[Written task]: Extract each line from the items below that contains the string "building".

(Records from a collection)
★ ★ ★ ★ ★ ★ ★

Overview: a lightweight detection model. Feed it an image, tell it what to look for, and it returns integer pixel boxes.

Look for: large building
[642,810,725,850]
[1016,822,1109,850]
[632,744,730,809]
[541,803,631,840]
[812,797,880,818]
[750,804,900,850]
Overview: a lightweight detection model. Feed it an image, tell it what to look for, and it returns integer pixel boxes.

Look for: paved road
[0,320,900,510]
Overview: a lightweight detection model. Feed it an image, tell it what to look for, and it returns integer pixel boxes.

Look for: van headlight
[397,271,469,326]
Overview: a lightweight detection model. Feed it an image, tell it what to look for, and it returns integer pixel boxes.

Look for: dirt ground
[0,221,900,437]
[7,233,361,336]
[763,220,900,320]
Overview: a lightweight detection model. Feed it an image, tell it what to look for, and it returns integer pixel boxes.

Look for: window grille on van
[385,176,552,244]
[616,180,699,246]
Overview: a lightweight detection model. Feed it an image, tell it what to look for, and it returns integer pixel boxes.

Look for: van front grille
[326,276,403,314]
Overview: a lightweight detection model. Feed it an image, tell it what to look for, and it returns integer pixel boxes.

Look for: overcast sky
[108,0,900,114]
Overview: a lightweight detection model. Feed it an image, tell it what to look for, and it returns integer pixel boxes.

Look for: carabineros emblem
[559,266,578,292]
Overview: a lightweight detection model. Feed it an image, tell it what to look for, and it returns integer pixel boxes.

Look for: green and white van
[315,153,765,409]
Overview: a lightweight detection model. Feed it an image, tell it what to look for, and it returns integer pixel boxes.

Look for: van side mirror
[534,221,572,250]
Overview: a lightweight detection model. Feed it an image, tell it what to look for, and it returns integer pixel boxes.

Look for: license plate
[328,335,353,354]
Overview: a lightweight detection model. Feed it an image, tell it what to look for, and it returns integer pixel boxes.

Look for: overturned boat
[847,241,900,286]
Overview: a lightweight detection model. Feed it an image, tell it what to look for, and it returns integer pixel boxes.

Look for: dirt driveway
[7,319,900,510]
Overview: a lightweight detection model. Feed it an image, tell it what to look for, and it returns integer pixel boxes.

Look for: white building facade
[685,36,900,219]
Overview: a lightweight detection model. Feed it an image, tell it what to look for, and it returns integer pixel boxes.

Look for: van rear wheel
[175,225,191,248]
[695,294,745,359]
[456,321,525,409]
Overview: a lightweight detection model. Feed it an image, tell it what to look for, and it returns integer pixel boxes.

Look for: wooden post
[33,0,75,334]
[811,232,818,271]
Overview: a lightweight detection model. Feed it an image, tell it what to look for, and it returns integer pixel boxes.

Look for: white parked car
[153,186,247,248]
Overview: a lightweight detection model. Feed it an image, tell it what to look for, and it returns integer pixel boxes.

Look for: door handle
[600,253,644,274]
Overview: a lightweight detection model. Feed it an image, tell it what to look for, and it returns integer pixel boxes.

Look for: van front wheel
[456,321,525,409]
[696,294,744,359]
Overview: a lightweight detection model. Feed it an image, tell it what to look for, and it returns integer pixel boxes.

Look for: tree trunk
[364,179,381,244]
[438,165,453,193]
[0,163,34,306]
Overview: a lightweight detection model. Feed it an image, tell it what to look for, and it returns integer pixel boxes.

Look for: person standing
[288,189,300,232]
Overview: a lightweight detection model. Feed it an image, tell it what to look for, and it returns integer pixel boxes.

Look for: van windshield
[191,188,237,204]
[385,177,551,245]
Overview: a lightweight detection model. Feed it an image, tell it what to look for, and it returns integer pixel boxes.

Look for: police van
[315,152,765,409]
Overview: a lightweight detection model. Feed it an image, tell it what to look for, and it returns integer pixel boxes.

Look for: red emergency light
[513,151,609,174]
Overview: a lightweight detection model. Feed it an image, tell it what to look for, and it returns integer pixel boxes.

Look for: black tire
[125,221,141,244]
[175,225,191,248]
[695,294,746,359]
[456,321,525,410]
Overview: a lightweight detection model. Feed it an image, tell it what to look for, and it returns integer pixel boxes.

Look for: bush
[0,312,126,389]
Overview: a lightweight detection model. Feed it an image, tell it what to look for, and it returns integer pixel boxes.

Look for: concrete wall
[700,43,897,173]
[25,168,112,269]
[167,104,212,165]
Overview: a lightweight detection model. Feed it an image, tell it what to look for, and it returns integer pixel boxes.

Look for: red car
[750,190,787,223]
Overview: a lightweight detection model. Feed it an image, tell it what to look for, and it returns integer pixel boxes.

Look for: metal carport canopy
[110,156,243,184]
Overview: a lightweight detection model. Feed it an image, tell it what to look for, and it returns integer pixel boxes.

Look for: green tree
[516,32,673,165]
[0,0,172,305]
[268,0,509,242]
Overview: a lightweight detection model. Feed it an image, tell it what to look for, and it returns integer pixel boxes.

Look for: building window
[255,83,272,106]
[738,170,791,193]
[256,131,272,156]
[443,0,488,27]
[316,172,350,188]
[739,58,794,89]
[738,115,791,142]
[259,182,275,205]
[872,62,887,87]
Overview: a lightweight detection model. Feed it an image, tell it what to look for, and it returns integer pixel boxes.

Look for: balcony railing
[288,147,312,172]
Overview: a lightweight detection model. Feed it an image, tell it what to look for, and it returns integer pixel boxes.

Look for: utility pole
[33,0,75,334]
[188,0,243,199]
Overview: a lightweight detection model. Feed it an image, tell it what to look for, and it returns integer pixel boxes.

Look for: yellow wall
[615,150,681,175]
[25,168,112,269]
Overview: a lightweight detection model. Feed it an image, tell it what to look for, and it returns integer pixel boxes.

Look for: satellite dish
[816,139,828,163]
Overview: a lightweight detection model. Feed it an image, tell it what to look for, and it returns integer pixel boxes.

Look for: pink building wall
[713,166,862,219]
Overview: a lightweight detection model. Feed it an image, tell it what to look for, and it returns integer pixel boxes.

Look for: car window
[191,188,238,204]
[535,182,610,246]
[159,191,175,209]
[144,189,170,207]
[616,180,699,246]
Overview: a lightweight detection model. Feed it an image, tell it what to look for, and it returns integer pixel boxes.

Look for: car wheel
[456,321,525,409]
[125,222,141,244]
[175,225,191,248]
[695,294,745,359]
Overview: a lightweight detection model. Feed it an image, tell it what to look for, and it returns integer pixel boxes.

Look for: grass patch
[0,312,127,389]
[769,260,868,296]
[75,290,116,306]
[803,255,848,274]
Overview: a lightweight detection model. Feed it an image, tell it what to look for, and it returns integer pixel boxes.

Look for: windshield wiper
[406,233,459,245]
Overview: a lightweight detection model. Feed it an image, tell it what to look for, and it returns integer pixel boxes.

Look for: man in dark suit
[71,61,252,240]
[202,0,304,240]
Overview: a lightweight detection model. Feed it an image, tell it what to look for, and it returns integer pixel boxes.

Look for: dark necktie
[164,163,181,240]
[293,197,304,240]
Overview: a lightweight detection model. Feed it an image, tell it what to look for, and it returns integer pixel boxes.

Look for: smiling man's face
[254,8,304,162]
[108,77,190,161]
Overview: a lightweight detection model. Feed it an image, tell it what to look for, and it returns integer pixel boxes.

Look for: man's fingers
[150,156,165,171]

★ ★ ★ ★ ★ ★ ★

[Solved problem]:
Look for: large building
Look for: white building facade
Look for: building window
Look for: pink building wall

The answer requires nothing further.